Goal
Continue the mailing-list exchange about narrow contracts from where it stops.

Page text
2017-05-31 22:57 GMT+02:00 Vicente J. Botet Escriba via Boost <

> Le 31/05/2017 à 22:45, Niall Douglas via Boost a écrit :
>> On 31/05/2017 21:08, Vicente J. Botet Escriba wrote:
>>> Le 31/05/2017 à 14:04, Niall Douglas via Boost a écrit :
>>>> On 30/05/2017 22:28, Vicente J. Botet Escriba wrote:
>>>>> Do we want to banish narrow contract in this library as if this kind of
>>>>> access was the leprose?
>>>> People have the statically checked varieties available to them if they
>>>> want narrow contracts.
>>>> What if I want both?
>> You can't have a statically checked function which is always legal to
>> call. The static analyser couldn't claim calling it to be suspicious.
>> Sorry, I'm tired to try to explain you the advantages of having both
> functions one with wide and and the other with narrow contract.
> The narrow function is not always legal to cal as it has a narrow contract.
> Hopping someone else could have more chance than me.

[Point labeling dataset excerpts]
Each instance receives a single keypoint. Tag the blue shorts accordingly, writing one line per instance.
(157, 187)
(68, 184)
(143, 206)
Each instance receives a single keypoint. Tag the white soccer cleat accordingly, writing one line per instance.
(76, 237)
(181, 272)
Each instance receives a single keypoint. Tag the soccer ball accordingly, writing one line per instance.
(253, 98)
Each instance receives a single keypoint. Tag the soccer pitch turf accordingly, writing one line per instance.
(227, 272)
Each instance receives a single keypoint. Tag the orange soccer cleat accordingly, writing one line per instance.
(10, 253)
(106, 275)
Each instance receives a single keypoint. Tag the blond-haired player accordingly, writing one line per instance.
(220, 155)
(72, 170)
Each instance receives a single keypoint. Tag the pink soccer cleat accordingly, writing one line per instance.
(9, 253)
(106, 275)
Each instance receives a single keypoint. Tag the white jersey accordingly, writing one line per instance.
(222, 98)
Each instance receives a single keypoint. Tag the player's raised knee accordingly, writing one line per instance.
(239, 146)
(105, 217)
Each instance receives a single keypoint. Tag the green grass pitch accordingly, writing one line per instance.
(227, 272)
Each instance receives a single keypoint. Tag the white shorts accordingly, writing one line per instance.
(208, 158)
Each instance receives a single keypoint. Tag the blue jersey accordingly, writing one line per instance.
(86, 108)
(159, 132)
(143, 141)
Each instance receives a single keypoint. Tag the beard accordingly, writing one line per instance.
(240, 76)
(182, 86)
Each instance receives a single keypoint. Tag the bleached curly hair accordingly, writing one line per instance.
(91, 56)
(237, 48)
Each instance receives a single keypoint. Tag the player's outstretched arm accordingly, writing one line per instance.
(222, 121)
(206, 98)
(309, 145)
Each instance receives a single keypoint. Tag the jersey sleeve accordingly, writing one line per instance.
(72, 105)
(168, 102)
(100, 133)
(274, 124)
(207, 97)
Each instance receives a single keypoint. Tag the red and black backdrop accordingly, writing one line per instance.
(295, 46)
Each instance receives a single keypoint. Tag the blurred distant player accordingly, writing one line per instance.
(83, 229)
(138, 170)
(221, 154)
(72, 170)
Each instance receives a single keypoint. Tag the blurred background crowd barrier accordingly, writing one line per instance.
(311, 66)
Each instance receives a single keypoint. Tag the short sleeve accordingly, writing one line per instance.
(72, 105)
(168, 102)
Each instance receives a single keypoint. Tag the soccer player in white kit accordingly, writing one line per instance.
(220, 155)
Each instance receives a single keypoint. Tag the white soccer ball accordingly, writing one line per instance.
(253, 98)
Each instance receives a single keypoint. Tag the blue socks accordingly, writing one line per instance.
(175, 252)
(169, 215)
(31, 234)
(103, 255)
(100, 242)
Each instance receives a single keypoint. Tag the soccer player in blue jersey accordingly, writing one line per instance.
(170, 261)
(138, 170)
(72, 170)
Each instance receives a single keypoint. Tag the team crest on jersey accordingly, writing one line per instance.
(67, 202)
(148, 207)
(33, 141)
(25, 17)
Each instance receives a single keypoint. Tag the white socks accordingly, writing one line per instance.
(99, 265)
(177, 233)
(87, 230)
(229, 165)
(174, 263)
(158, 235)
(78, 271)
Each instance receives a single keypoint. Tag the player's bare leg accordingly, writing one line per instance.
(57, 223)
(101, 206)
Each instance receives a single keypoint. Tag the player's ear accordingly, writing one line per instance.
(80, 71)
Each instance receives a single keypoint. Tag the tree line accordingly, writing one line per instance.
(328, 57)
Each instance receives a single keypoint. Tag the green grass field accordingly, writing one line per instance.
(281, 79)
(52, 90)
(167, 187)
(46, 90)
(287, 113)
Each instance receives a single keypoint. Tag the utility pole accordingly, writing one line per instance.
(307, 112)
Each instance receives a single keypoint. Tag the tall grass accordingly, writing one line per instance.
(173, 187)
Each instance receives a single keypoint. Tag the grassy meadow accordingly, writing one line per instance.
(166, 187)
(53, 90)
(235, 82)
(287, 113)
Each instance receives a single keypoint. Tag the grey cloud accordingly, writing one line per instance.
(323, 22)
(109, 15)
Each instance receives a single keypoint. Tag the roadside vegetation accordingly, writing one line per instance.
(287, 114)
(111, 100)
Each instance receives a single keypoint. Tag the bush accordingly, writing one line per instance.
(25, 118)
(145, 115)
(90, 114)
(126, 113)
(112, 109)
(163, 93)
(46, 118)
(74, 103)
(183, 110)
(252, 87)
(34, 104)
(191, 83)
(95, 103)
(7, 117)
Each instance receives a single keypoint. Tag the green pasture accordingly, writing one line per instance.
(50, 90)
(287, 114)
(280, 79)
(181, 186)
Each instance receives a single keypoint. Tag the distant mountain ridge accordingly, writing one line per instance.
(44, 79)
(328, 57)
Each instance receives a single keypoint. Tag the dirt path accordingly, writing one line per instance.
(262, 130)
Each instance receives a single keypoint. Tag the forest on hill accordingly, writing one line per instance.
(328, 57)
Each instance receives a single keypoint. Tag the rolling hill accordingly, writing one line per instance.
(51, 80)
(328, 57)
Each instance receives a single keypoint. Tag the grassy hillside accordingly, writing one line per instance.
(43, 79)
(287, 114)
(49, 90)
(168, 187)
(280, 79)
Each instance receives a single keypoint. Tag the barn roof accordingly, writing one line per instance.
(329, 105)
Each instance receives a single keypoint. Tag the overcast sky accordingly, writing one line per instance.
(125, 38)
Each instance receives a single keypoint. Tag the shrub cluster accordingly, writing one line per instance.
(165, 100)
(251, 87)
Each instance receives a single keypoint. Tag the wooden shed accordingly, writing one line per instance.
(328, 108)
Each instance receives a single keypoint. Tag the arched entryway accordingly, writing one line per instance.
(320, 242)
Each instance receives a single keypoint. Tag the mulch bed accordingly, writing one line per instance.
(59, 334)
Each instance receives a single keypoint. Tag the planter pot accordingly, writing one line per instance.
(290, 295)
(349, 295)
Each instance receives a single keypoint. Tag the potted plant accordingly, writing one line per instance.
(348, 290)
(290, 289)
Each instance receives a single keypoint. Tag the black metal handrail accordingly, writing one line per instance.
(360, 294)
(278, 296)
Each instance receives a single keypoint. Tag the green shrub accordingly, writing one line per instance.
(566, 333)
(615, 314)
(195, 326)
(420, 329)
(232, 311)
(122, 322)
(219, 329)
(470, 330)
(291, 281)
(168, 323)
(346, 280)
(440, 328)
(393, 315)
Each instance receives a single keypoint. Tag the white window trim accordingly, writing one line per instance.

Answer to this exercise
Both narrow- and wide-contract accessors are provided in std::optional. The
rationale for this is that decision whether I want "just value" or whether
I want the lack of value to be treated as a run-time error is best made at
the point where the value is used: not at the point where the type of the
object is being decided, or at the point where object is constructed.

Back in the days where `boost::optional` was being designed, some people
have suggested that the fall-back value (in case optional is empty) is
provided upon construction:

// not boost::optional:
optional<int> o {fallback_value(-1)};
o = 2;
assert (*o == 2);
o = none;
assert (*o == -1);

But again that it was decided that fall-back value is better determined at
the call site, not at object construction site. Hence we have `value_or`.